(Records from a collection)

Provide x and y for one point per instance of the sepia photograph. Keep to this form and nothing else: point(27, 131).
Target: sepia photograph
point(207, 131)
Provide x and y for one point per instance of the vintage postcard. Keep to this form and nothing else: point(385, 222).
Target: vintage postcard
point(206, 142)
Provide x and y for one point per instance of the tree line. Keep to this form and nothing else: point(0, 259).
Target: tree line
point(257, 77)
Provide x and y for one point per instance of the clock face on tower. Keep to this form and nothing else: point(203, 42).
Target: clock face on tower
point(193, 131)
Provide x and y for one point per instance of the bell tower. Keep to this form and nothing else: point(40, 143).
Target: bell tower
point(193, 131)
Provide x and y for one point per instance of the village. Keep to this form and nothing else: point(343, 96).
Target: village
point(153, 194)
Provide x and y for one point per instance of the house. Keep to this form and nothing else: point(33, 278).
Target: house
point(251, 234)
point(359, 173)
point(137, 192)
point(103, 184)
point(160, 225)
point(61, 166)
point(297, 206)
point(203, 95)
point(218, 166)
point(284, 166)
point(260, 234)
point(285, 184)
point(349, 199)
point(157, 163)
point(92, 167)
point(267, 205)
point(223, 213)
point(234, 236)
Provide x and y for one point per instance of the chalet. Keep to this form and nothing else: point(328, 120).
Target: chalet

EXERCISE TASK: Could you copy the lines above word for word?

EXERCISE OUTPUT:
Provide x and y for one point per instance of the sepia photograph. Keep to this form and nothing else: point(27, 131).
Target: sepia photograph
point(207, 131)
Provide x and y for one point per instance of the vintage postcard. Keep to this form and nothing else: point(385, 222).
Target: vintage postcard
point(206, 142)
Provide x and y for one point per instance of the tree line. Keep to this form and nothing else: point(0, 259).
Target: tree line
point(257, 77)
Provide x and y for one point per instance of the clock face on tower. Keep to this form and nothing else: point(203, 42).
Target: clock face on tower
point(193, 131)
Provide x and y for one point per instance of the bell tower. Keep to this form and nothing else: point(40, 143).
Target: bell tower
point(193, 131)
Provide x and y for one point per instance of the village. Keep to this form and nothing else: point(343, 96).
Target: village
point(153, 194)
Provide x and y for one point per instance of the house. Keep to this form and nothing else: point(33, 278).
Target: house
point(251, 234)
point(359, 173)
point(137, 192)
point(103, 184)
point(160, 225)
point(61, 166)
point(297, 206)
point(203, 95)
point(218, 166)
point(284, 166)
point(260, 234)
point(285, 184)
point(349, 199)
point(157, 163)
point(92, 167)
point(267, 205)
point(223, 213)
point(234, 236)
Provide x and y for one point per instance of the chalet. Keep to this form and nothing else: point(328, 120).
Target: chalet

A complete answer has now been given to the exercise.